# INPUT DATA:

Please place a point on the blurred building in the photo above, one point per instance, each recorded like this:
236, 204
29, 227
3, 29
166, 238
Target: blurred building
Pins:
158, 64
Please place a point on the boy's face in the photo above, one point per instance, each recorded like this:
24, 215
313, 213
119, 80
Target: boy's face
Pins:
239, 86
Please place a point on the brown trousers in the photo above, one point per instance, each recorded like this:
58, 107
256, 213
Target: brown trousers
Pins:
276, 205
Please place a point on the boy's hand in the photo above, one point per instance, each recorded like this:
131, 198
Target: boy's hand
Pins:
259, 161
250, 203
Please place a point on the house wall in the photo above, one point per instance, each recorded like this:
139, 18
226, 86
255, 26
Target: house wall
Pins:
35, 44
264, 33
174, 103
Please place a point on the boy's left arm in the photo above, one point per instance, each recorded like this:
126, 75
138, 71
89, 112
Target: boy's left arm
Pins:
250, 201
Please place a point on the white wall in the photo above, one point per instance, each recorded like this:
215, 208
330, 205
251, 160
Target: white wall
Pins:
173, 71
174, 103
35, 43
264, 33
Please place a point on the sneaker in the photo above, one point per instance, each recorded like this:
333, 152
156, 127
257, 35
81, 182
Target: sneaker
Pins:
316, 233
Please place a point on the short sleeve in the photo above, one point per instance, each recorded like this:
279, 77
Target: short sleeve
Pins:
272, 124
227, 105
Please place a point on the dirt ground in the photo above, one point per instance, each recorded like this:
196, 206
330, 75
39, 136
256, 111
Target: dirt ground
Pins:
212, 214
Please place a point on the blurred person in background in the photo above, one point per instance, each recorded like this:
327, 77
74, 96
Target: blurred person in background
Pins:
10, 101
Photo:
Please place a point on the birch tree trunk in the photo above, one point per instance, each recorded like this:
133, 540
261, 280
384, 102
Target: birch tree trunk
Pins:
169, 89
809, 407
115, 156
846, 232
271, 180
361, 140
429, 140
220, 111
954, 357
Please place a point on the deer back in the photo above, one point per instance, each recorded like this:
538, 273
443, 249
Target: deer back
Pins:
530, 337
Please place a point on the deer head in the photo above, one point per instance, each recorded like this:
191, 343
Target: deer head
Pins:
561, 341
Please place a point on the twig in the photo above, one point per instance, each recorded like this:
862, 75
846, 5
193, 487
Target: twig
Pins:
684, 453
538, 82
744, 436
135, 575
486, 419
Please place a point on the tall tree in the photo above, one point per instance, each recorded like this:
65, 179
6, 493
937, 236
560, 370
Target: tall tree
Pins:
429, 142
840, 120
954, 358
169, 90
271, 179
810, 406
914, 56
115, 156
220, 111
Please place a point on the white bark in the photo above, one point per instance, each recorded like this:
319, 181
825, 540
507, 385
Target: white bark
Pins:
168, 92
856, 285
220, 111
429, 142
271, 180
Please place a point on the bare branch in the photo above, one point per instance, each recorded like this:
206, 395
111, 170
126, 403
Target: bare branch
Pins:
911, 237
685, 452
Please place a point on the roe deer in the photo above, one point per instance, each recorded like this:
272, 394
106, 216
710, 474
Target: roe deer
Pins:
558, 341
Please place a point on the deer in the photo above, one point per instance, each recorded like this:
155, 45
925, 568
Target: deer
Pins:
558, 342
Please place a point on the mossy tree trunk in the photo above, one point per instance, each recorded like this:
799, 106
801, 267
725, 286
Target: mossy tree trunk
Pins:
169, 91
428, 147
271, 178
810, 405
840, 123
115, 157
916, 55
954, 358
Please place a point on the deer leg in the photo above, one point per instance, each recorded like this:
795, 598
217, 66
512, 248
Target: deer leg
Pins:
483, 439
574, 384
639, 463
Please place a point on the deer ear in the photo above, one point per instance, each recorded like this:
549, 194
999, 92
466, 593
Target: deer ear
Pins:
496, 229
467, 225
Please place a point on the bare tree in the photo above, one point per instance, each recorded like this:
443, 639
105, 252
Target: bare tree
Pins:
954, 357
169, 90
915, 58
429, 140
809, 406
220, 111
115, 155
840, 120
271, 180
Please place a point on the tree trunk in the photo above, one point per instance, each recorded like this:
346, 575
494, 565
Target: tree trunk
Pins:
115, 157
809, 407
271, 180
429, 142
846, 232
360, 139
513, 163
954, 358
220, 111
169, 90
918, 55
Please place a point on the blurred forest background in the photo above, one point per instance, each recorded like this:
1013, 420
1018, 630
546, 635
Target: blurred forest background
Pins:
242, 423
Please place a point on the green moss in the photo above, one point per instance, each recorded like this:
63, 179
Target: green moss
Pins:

# EXERCISE AIM:
Return every line above that contains the word "bark".

# SOLUTION TO THIS TASK:
Please place a point on the white bark in the photo above, one point per instance, each recorded like this:
Target: white bark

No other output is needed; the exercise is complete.